Task description:
Count the lines in the records below that contain the string "target", with matching case. Reply with the number only.

Records shown:
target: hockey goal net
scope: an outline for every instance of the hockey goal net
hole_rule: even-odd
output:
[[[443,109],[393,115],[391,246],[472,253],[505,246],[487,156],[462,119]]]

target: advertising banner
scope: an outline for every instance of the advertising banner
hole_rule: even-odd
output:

--

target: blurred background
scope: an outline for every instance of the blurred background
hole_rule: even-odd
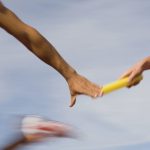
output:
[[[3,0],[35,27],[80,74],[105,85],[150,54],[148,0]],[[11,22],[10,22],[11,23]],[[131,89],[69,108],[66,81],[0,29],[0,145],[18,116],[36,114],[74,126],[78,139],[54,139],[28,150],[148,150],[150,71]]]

Finished task:
3